The Industrious Little Lady
Sometimes things don’t go according to plan. Having work that is deadline oriented, rather than just based on number of hours is part of the problem. It’s difficult to have a plan. One day I could get all of my work done and on other days I’ll be on the computer all day. It’s good and it’s bad. On the one hand it usually means that if Riley is sick or teething I can have a flexible approach to work and catch up that night or the next day. And that is great. On the other hand, it makes it hard to have a routine, because some days I just have to work for most of the day. All in all, it’s a pretty good deal, and I’m definitely not complaining. The ability to work in PJs should not be underestimated.

But today, was one of those work days. And while I would have liked to have been off plotting our next adventure, I was working.

On those days, I have to get creative to distract Riley for long enough so I can get work done with minimal involvement from myself. And she’s not a child who’s overly fond of playing on her own. That’s an understatement. I don’t even think she has a concept of playing alone.

### GIVEN RECORDS
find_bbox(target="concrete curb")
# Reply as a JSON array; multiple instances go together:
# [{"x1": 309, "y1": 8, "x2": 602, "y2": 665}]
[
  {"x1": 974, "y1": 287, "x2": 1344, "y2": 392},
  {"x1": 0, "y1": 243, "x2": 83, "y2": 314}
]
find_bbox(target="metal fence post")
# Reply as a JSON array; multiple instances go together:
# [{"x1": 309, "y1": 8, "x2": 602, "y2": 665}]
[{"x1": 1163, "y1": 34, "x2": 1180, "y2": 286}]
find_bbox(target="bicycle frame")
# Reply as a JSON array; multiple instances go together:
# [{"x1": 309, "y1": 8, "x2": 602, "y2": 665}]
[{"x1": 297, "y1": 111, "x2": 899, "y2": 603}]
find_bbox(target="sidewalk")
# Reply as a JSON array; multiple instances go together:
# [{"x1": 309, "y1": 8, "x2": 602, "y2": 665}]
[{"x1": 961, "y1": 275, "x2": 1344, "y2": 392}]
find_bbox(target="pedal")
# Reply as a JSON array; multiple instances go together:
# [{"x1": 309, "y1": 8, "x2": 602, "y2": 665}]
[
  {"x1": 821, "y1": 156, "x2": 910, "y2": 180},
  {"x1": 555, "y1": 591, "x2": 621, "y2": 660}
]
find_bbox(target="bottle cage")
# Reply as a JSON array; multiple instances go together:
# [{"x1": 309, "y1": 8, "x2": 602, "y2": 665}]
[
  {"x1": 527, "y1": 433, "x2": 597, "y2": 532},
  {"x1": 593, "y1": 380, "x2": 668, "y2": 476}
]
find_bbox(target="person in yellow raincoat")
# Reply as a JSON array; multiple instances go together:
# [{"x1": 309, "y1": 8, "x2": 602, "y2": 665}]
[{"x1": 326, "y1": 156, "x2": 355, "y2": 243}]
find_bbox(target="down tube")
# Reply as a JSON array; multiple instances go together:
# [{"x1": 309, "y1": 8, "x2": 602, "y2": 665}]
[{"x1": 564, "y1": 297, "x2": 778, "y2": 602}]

### GIVEN INSTRUCTION 1
In the Industrious Little Lady text, list every sentence that begins with the word "And".
### GIVEN INSTRUCTION 2
Reproduce the passage of the Industrious Little Lady text between "But today, was" and "of playing alone.", inclusive.
The material is separate from the text above and does not relate to it.

### CORRECT RESPONSE 1
- And that is great.
- And while I would have liked to have been off plotting our next adventure, I was working.
- And she’s not a child who’s overly fond of playing on her own.

### CORRECT RESPONSE 2
But today, was one of those work days. And while I would have liked to have been off plotting our next adventure, I was working.

On those days, I have to get creative to distract Riley for long enough so I can get work done with minimal involvement from myself. And she’s not a child who’s overly fond of playing on her own. That’s an understatement. I don’t even think she has a concept of playing alone.